▶ [DIRECTIONS FOR THIS TASK]: Copy out the material below with "drop a marker" swapped for "place a point" wherever it occurs, changing nothing else. Omit the pictures.

▶ [LISTED RECORDS]:

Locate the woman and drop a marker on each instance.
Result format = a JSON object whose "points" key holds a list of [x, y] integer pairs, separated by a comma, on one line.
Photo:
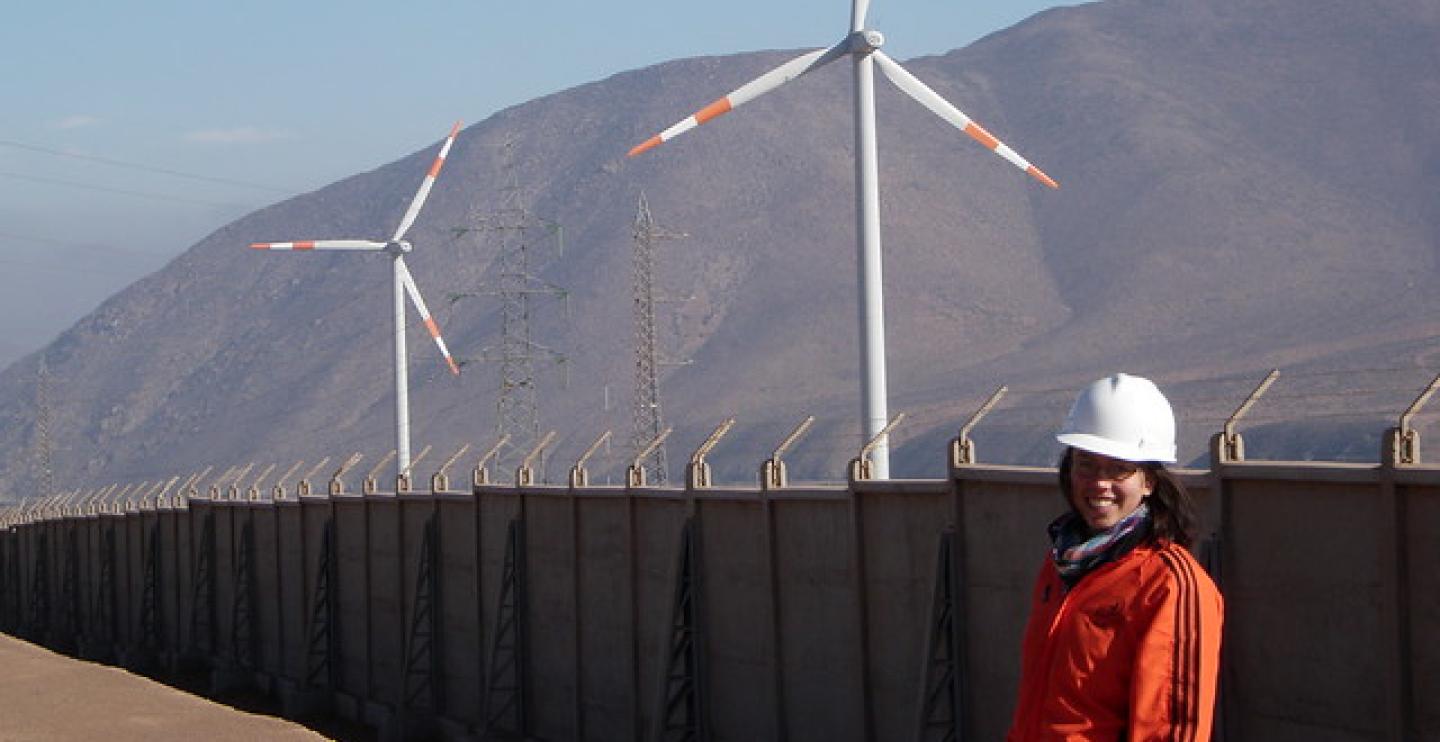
{"points": [[1123, 634]]}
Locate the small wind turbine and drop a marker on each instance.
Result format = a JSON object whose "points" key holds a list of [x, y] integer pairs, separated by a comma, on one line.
{"points": [[864, 46], [403, 284]]}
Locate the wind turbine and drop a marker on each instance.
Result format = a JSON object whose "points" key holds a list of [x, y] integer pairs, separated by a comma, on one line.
{"points": [[863, 45], [403, 284]]}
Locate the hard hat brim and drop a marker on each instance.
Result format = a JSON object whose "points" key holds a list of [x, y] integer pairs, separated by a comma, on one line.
{"points": [[1116, 450]]}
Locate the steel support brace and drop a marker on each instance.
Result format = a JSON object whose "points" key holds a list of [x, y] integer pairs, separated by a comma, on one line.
{"points": [[422, 651], [71, 617], [202, 605], [41, 591], [942, 708], [151, 627], [323, 659], [506, 702], [244, 638], [107, 608], [683, 709]]}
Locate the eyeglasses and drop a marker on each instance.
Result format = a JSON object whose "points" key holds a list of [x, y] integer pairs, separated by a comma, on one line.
{"points": [[1102, 468]]}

▶ [RESPONSE TO THE TASK]:
Locate the woman and place a point on each instance.
Result format = a JSON object whose "points" key holds a list of [x, y] integer pairs, separated by a comma, on one line.
Photo:
{"points": [[1123, 634]]}
Locate the small wind turbine and place a point on each instance.
Result format = a JSON object whose "points" key holds a list of [x, y] integer pairs, separated by a comma, on one line.
{"points": [[864, 46], [403, 284]]}
Locate the wind turbine and place a point on each instance.
Result format = a JSON object whose "points" key holds a list of [x, y] integer pairs, separated by a comma, on one line.
{"points": [[863, 45], [403, 284]]}
Locate the hard hat brim and place a point on each instance.
Result format = a JSON object whose "points" key holds a list of [x, y] integer pairs, separated by a comma, on one line.
{"points": [[1116, 450]]}
Locate the steel support brace and place a point on each instance.
Result format = a JSON object whose "points" key holds a list of [x, y] integer pairs, separated by a comma, on one line.
{"points": [[422, 651], [71, 617], [202, 605], [41, 591], [942, 708], [151, 627], [323, 659], [506, 702], [244, 638], [107, 608], [683, 709]]}
Locate the eyeglasses and place a point on each instance.
Result format = a JSON object whose "points" key holds a list of [x, y] integer pairs, separated by a comma, on one line.
{"points": [[1102, 468]]}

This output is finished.